EXTRAIT DE PAGE ▸
+--

Le premier semestre d’Uniper révèle l’impact de la réduction du gaz russe : perte maximale de 12,3 milliards d’euros.

Economie & Finance

La crise du gaz met à genoux l’Uniper allemand. La compagnie d’électricité allemande, jusqu’à présent la plus illustre victime de la crise énergétique européenne, a fait état d’une perte nette maximale de 12,3 milliards d’euros au premier semestre de cette année (-20 millions d’euros à la même période l’année dernière) et a prévenu qu’elle s’attendait à des bénéfices négatifs pour l’année en cours et qu’il lui faudra attendre 2024 pour voir un ebit ajusté positif (-564 millions d’euros au premier semestre contre 580 millions d’euros de bénéfices au premier semestre 2021). En conséquence, l’action Uniper a chuté de 7,48 % à 7,17 euros à la Bourse de Francfort.

Uniper et son rôle crucial dans la stabilisation de l’approvisionnement en gaz de l’Allemagne

Le mois dernier, le plus grand importateur de gaz russe en Allemagne a été renfloué par l’État après que Moscou a considérablement réduit les flux, obligeant la société à acheter du gaz ailleurs à des prix beaucoup plus élevés. Le sauvetage de 15 milliards d’euros (l’État détient 30 % du capital de la société ; sur les 9 milliards d’euros de lignes de crédit accordées par la KfW, 5 milliards ont déjà été utilisés) a mis en évidence la dépendance de l’Allemagne à l’égard des importations de gaz russe, qui ont représenté environ 55 % du total l’année dernière, ainsi que le coût des efforts déployés pour trouver des sources alternatives afin de continuer à alimenter la première économie d’Europe.

+--

DONNÉES FOURNIES ▸
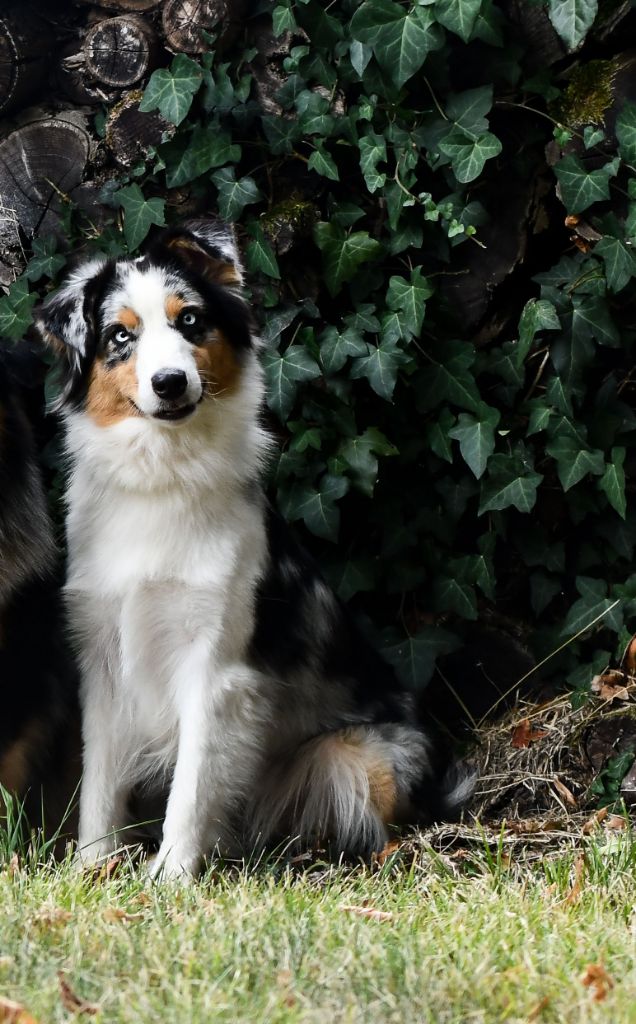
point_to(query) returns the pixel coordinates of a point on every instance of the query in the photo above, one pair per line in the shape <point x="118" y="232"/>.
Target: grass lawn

+--

OBJECTIF 1 ▸
Recopiez le passage de l'article sur Uniper qui commence aux mots "Le premier semestre" et s'arrête après les mots "Bourse de Francfort.".
OBJECTIF 2 ▸
Répondez à ces questions d'après l'article sur Uniper.
(a) De quel pourcentage l'action Uniper a-t-elle chuté à la Bourse de Francfort ?
(b) Quelle part du capital de la société l'État détient-il ?
(c) Quelle part du total les importations de gaz russe ont-elles représentée l'année dernière ?
OBJECTIF 3 ▸
Reprenez l'article sur Uniper après sa dernière phrase, s'il vous plaît.
Le matériel provient d'une autre source.

RÉSULTAT 1 ▸
Le premier semestre d’Uniper révèle l’impact de la réduction du gaz russe : perte maximale de 12,3 milliards d’euros.

Economie & Finance

La crise du gaz met à genoux l’Uniper allemand. La compagnie d’électricité allemande, jusqu’à présent la plus illustre victime de la crise énergétique européenne, a fait état d’une perte nette maximale de 12,3 milliards d’euros au premier semestre de cette année (-20 millions d’euros à la même période l’année dernière) et a prévenu qu’elle s’attendait à des bénéfices négatifs pour l’année en cours et qu’il lui faudra attendre 2024 pour voir un ebit ajusté positif (-564 millions d’euros au premier semestre contre 580 millions d’euros de bénéfices au premier semestre 2021). En conséquence, l’action Uniper a chuté de 7,48 % à 7,17 euros à la Bourse de Francfort.

RÉSULTAT 2 ▸
(a) 7,48 %
(b) 30 %
(c) Environ 55 %

RÉSULTAT 3 ▸
“Uniper a joué un rôle crucial dans la stabilisation de l’approvisionnement en gaz de l’Allemagne pendant des mois, au prix de milliards de pertes résultant de la forte baisse des livraisons de gaz en provenance de Russie”, a souligné le PDG Klaus-Dieter Maubach. Réaffirmant l’engagement du groupe à fournir aux clients les volumes de gaz convenus, M. Maubach a prévenu que l’approvisionnement en énergie en Europe est loin d’être fluide et que l’approvisionnement en gaz pour l’hiver prochain reste “extrêmement difficile”.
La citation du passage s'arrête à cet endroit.